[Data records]
»»

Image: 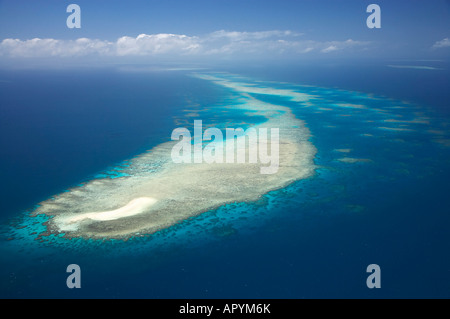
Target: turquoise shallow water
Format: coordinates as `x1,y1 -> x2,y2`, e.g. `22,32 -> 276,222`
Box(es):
1,69 -> 450,298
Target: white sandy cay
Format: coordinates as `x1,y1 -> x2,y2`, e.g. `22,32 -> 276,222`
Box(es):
60,197 -> 156,231
34,76 -> 316,238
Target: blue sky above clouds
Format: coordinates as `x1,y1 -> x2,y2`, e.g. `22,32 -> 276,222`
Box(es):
0,0 -> 450,63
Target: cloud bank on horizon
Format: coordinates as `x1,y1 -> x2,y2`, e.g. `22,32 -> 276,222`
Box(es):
0,30 -> 371,58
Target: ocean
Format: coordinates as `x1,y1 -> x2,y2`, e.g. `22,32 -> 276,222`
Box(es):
0,61 -> 450,298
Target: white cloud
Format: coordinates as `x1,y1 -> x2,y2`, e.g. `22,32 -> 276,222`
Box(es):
320,45 -> 339,53
432,38 -> 450,49
0,30 -> 368,57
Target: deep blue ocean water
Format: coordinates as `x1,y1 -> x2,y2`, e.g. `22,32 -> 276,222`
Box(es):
0,63 -> 450,298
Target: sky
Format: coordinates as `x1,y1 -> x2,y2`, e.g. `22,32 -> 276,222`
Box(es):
0,0 -> 450,66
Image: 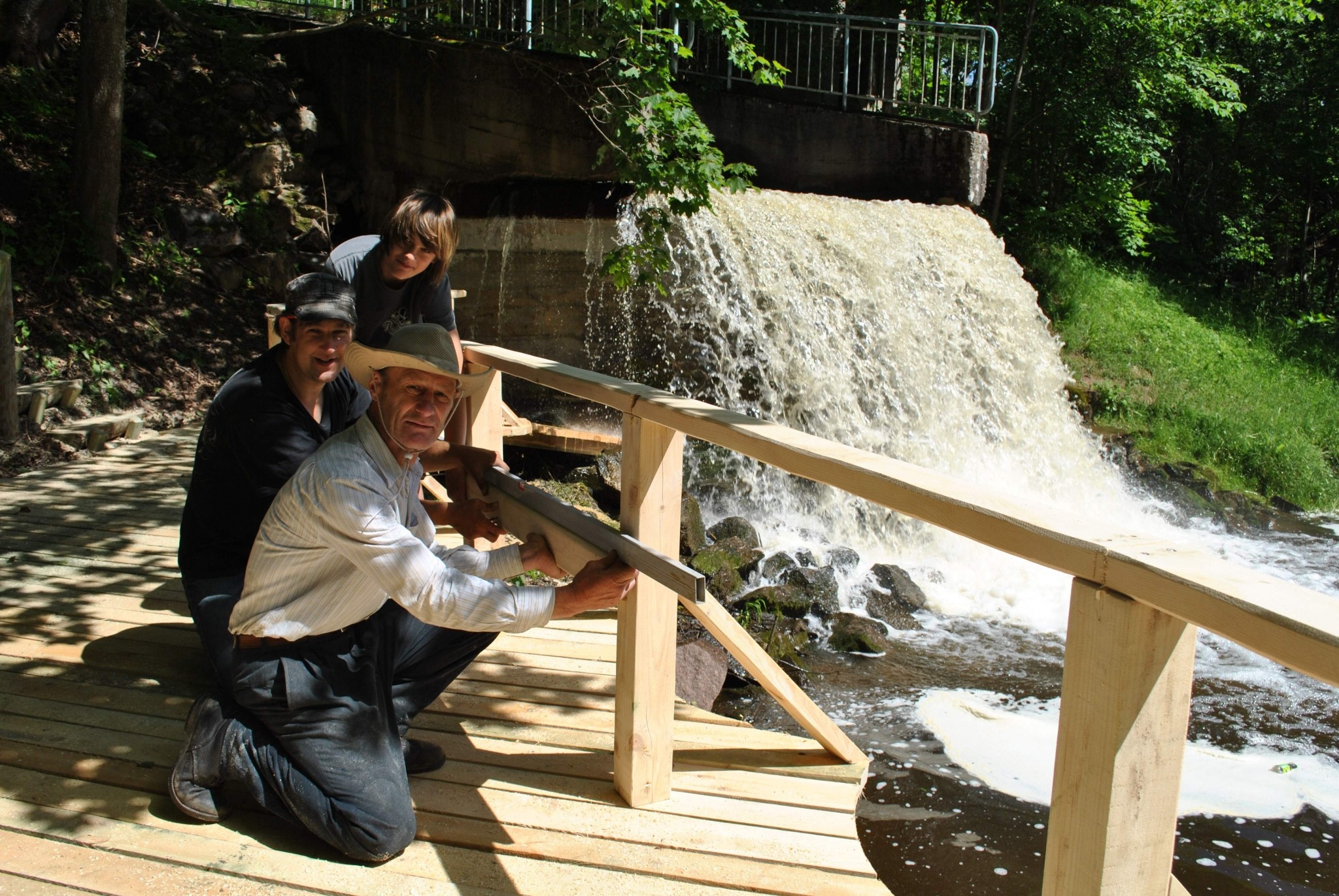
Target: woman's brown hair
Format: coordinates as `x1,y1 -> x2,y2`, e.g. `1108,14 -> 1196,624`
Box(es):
382,190 -> 459,287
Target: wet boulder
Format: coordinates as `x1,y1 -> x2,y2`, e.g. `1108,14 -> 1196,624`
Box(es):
688,539 -> 762,600
862,563 -> 925,629
828,545 -> 860,576
781,567 -> 841,616
679,491 -> 707,557
690,539 -> 762,576
673,640 -> 730,710
707,517 -> 762,548
234,141 -> 294,190
707,567 -> 745,601
594,450 -> 622,491
762,550 -> 798,581
562,463 -> 621,517
828,614 -> 888,654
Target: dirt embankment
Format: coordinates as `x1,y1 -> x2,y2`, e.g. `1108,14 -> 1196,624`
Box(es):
0,4 -> 355,476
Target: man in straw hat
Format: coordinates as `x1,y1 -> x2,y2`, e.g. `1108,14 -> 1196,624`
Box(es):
170,324 -> 636,861
177,273 -> 502,693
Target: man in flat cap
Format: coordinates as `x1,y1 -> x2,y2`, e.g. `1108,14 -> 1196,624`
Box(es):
170,324 -> 636,861
177,273 -> 501,694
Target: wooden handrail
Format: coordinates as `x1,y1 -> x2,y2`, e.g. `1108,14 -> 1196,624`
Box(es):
465,342 -> 1339,686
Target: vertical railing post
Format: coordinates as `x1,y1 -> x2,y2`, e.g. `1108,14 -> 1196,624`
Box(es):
841,16 -> 850,108
613,414 -> 685,806
0,252 -> 16,442
465,361 -> 503,552
1042,578 -> 1196,896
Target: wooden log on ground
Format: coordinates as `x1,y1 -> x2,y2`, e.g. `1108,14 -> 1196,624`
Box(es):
18,379 -> 83,425
48,414 -> 144,452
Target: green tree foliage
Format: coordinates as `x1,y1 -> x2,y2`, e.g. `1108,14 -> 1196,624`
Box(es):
958,0 -> 1339,339
558,0 -> 782,287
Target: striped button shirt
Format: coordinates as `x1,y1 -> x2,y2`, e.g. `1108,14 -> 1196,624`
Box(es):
229,414 -> 553,640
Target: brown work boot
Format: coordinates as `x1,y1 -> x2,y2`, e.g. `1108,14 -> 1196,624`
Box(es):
167,694 -> 231,822
400,738 -> 446,774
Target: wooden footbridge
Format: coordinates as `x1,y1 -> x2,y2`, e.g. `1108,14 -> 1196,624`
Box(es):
0,332 -> 1339,896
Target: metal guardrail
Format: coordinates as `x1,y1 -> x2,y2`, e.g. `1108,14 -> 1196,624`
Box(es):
683,12 -> 999,118
212,0 -> 999,120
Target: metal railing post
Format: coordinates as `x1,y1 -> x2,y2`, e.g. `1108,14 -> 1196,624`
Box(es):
841,16 -> 850,110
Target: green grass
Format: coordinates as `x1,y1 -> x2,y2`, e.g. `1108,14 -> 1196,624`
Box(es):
1030,250 -> 1339,510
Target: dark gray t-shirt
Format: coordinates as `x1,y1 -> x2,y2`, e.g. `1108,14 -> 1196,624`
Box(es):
326,233 -> 455,348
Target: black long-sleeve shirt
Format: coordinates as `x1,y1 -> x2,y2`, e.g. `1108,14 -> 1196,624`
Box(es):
177,344 -> 371,578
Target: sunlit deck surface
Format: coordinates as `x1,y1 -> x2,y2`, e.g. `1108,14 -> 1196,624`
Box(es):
0,430 -> 888,896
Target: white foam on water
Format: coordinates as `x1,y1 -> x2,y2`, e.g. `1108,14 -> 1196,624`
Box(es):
586,190 -> 1339,806
916,689 -> 1339,818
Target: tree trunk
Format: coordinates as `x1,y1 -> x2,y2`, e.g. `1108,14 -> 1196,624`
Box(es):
74,0 -> 126,268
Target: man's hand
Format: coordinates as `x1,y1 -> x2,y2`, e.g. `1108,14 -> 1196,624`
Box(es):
553,550 -> 637,619
521,532 -> 568,578
423,498 -> 506,542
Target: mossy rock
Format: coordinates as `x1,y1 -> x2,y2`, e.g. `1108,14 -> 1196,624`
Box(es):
828,545 -> 860,576
679,493 -> 707,557
707,517 -> 762,548
781,567 -> 841,616
828,614 -> 888,654
762,550 -> 800,581
734,586 -> 813,619
688,539 -> 762,576
529,480 -> 619,532
864,563 -> 925,623
707,567 -> 745,601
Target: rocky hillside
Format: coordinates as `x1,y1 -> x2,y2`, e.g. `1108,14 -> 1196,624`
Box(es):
0,4 -> 355,476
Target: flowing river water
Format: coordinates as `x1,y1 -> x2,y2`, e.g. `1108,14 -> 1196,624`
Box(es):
588,190 -> 1339,896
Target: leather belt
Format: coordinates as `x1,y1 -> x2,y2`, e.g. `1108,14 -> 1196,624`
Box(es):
233,635 -> 307,650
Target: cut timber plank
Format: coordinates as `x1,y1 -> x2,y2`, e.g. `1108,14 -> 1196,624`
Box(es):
613,414 -> 685,806
484,466 -> 707,600
1042,578 -> 1196,896
18,379 -> 83,425
0,831 -> 311,896
0,871 -> 106,896
503,420 -> 622,457
0,770 -> 776,896
47,414 -> 144,452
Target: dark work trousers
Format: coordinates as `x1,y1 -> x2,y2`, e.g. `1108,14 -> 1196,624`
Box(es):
224,600 -> 497,861
180,573 -> 246,703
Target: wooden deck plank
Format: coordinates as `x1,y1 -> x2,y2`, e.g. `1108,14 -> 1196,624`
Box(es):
0,769 -> 803,896
0,871 -> 109,896
0,831 -> 318,896
0,434 -> 887,896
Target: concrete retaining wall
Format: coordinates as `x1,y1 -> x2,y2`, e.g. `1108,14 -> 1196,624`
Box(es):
282,28 -> 987,216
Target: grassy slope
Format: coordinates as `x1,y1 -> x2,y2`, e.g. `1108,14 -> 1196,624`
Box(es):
1032,252 -> 1339,509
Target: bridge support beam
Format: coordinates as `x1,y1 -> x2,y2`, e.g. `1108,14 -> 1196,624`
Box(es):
1042,578 -> 1196,896
613,414 -> 685,806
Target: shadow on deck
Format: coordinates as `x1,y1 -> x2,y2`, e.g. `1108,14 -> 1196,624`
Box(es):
0,430 -> 888,896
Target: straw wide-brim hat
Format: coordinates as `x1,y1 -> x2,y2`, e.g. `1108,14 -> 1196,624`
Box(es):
344,324 -> 492,398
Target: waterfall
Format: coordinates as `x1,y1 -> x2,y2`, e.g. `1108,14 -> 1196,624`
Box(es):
588,190 -> 1145,631
573,183 -> 1339,833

««

WORK TO COMPLETE: Gather every line of the rows above that contains the string "metal". Write each one down in the order it appears.

RESPONSE:
Target: metal guardrail
Target: metal railing post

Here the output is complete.